▶ CONSIGNE
D'après le texte extrait, dans quelle ville des hommes laissent-ils la journaliste pour morte sur un trottoir ?

A 25 ans, après des études
de lettres à l’Université d’Alger, elle devient journaliste à Horizons,
quotidien algérien. Après une série d’articles et de tribunes touchant
les
interdits de la société algérienne, elle reçoit des lettres d’insultes
et de
menace. Son combat a commencé : elle le paiera lourdement. Cinq ans
après être
rentrée à Horizons, des hommes l’attaquent, la frappent et la laissent
pour
morte, en sang, sur un trottoir de Bou Ismaïl, le long de la côte
algérienne.
Elle sera sauvée, mais décide de quitter pour de bon son pays et
s’installe à
Paris « le temps que les choses se calment ». Un an plus tard, sa mère
décède.

▶ DONNÉES
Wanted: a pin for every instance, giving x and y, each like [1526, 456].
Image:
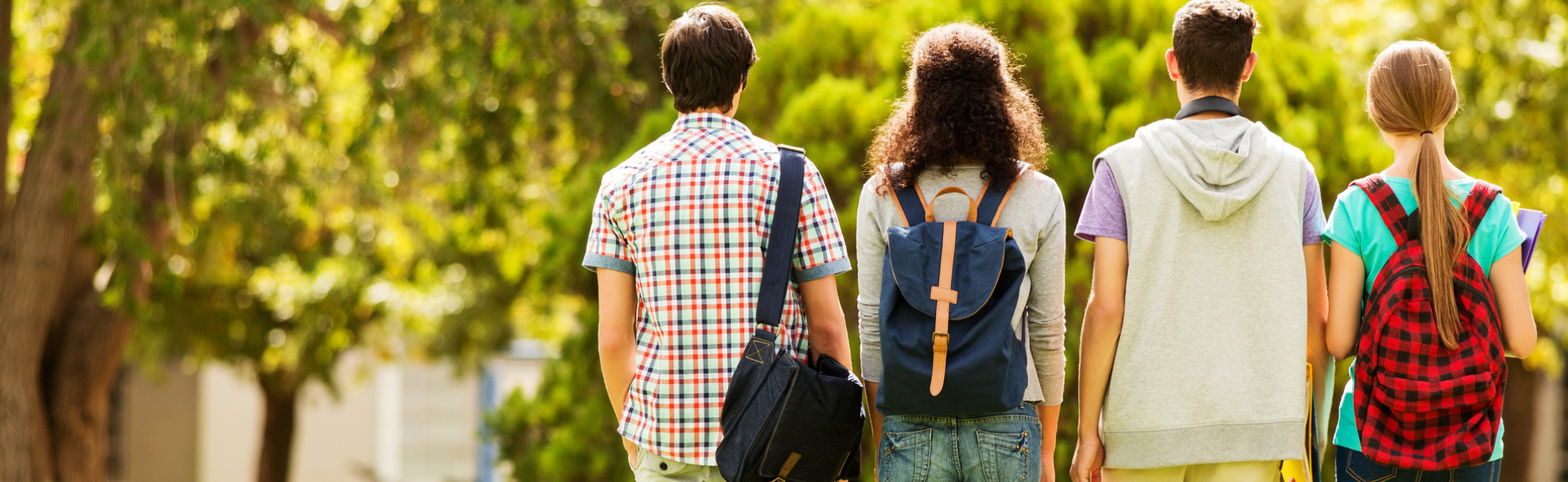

▶ CORRIGÉ
À Bou Ismaïl, le long de la côte algérienne.